» **WHAT TO DO**:
A word-for-word copy of the entries is the goal; leave out the pictures.

» **INPUT DATA**:
--------------------

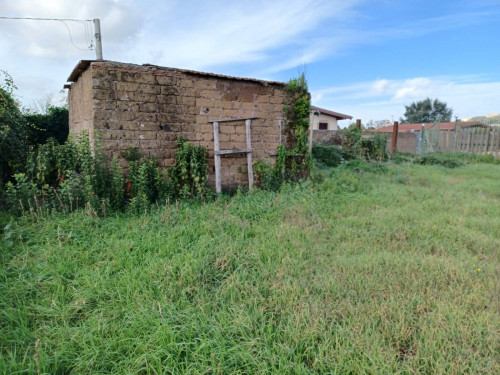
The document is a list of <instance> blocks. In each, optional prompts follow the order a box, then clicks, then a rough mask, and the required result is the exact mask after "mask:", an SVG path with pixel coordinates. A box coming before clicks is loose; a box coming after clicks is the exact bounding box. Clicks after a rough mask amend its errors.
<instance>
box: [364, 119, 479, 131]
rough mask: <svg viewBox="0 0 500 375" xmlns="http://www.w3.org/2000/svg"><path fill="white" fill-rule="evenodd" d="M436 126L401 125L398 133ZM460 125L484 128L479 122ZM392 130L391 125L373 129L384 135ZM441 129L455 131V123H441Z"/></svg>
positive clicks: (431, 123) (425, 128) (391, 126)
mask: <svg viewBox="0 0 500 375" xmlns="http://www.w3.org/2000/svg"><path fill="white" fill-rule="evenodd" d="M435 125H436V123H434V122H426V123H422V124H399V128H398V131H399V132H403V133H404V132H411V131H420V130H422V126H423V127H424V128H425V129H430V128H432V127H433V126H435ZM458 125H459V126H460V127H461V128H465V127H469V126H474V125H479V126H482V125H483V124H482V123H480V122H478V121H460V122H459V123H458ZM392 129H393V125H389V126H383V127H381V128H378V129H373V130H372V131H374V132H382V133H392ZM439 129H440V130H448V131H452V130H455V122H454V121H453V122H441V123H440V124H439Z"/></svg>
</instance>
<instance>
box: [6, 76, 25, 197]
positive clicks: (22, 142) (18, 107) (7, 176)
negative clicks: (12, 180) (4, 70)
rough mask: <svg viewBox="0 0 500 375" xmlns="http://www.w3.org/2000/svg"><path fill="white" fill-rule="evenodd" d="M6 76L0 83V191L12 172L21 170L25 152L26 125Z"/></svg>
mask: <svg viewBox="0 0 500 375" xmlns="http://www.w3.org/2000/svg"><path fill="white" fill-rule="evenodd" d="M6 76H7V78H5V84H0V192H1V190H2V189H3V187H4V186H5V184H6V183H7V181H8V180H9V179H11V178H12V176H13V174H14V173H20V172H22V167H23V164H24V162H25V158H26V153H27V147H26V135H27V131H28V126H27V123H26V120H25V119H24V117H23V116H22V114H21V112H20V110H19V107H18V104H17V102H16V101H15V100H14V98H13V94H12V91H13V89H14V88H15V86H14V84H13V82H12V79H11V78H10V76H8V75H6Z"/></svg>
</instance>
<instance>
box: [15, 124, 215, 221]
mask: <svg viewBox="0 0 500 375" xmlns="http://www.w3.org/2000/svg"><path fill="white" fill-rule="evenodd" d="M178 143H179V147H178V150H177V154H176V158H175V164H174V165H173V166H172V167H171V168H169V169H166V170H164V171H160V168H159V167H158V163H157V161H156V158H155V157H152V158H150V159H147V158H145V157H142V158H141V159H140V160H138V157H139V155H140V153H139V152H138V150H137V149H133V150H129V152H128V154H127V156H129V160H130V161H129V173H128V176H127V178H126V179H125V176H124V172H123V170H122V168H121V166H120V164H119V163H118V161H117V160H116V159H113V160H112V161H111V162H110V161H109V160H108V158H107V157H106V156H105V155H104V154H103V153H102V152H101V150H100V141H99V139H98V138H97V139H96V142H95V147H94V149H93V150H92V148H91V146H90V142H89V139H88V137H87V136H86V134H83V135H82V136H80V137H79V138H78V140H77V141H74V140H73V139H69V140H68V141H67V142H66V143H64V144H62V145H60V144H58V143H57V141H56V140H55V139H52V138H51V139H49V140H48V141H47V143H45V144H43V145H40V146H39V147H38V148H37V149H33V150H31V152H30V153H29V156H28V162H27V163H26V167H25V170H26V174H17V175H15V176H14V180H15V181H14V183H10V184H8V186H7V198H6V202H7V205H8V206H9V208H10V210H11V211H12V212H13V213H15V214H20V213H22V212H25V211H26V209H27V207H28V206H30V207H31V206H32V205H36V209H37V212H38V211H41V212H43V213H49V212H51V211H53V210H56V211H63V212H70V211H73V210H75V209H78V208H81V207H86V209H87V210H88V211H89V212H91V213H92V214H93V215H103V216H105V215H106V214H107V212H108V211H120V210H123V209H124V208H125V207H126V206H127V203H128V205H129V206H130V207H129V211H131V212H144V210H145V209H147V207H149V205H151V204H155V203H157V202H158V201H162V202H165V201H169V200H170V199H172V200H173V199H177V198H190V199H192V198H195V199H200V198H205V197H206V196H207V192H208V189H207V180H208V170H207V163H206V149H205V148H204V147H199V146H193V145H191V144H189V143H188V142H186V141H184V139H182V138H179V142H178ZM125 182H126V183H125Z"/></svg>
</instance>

--------------------

» **OUTPUT**:
The document is a list of <instance> blocks. In each, optional prompts follow the order a box, then clicks, then a rough mask, and the required result is the exact mask after "mask:", an SVG path with pixel coordinates. A box coming before clicks is loose; a box coming after clicks is the exact bounding box. Clicks after a rough mask amend its errors.
<instance>
box: [364, 119, 479, 131]
rough mask: <svg viewBox="0 0 500 375" xmlns="http://www.w3.org/2000/svg"><path fill="white" fill-rule="evenodd" d="M436 126L401 125L398 133ZM460 125L484 128L479 122ZM392 130L391 125L373 129L384 135ZM441 129L455 131V123H441Z"/></svg>
positive clicks: (431, 123) (425, 128) (391, 126)
mask: <svg viewBox="0 0 500 375" xmlns="http://www.w3.org/2000/svg"><path fill="white" fill-rule="evenodd" d="M435 125H436V123H434V122H426V123H422V124H399V128H398V131H399V132H403V133H404V132H411V131H420V130H422V126H423V127H424V128H425V129H430V128H432V127H433V126H435ZM458 125H459V126H460V127H461V128H465V127H469V126H474V125H479V126H482V125H483V124H482V123H480V122H478V121H460V122H459V123H458ZM392 129H393V125H389V126H383V127H381V128H378V129H373V130H372V131H374V132H382V133H392ZM439 129H440V130H448V131H452V130H455V122H454V121H453V122H441V123H440V124H439Z"/></svg>
</instance>
<instance>
box: [6, 76, 25, 197]
positive clicks: (22, 142) (18, 107) (7, 176)
negative clicks: (12, 180) (4, 70)
rough mask: <svg viewBox="0 0 500 375" xmlns="http://www.w3.org/2000/svg"><path fill="white" fill-rule="evenodd" d="M6 76L0 83V191L12 172L21 170L25 152L26 125Z"/></svg>
mask: <svg viewBox="0 0 500 375" xmlns="http://www.w3.org/2000/svg"><path fill="white" fill-rule="evenodd" d="M6 76H7V78H5V84H0V192H1V190H2V189H3V187H4V186H5V184H6V183H7V181H8V180H9V179H11V178H12V176H13V174H14V173H20V172H22V167H23V164H24V162H25V158H26V153H27V147H26V135H27V131H28V126H27V123H26V120H25V119H24V117H23V116H22V114H21V112H20V110H19V107H18V104H17V102H16V101H15V100H14V98H13V94H12V91H13V89H14V88H15V86H14V84H13V82H12V79H11V78H10V76H8V75H6Z"/></svg>
</instance>
<instance>
box: [15, 124, 215, 221]
mask: <svg viewBox="0 0 500 375" xmlns="http://www.w3.org/2000/svg"><path fill="white" fill-rule="evenodd" d="M178 143H179V147H178V150H177V154H176V158H175V164H174V165H173V166H172V167H171V168H169V169H166V170H164V171H160V168H159V167H158V163H157V161H156V158H155V157H152V158H150V159H147V158H145V157H142V158H141V159H140V160H138V157H139V155H140V153H139V152H138V150H137V149H133V150H129V152H128V154H127V156H129V160H130V161H129V173H128V176H127V178H126V179H125V176H124V172H123V170H122V168H121V166H120V164H119V163H118V161H117V160H116V159H113V160H112V161H111V162H110V161H109V160H108V158H107V157H106V156H105V155H104V154H103V153H102V152H101V150H100V141H99V139H98V138H97V139H96V142H95V147H94V149H93V150H92V148H91V146H90V142H89V139H88V137H87V136H86V134H83V135H82V136H80V137H79V138H78V140H77V141H74V140H73V139H69V140H68V141H67V142H66V143H64V144H62V145H60V144H58V143H57V141H56V140H55V139H52V138H51V139H49V140H48V141H47V143H45V144H43V145H40V146H39V147H38V148H37V149H33V150H31V152H30V153H29V156H28V162H27V163H26V167H25V170H26V174H17V175H15V176H14V180H15V181H14V183H10V184H8V186H7V198H6V202H7V205H8V206H9V208H10V210H11V211H12V212H13V213H15V214H20V213H22V212H25V211H26V209H27V207H28V206H30V207H31V206H32V205H36V209H37V212H38V211H41V212H43V213H49V212H51V211H53V210H56V211H63V212H70V211H73V210H75V209H78V208H81V207H86V209H87V210H88V211H89V212H91V213H92V214H93V215H103V216H105V215H106V214H107V212H108V211H120V210H123V209H124V208H125V207H126V206H127V203H128V205H129V206H130V207H129V211H131V212H144V210H145V209H147V207H149V205H151V204H155V203H157V202H158V201H162V202H165V201H169V200H170V199H172V200H173V199H177V198H190V199H192V198H195V199H200V198H205V197H206V196H207V192H208V189H207V180H208V170H207V163H206V149H205V148H204V147H199V146H193V145H191V144H189V143H188V142H186V141H184V139H182V138H179V142H178ZM125 182H126V183H125Z"/></svg>
</instance>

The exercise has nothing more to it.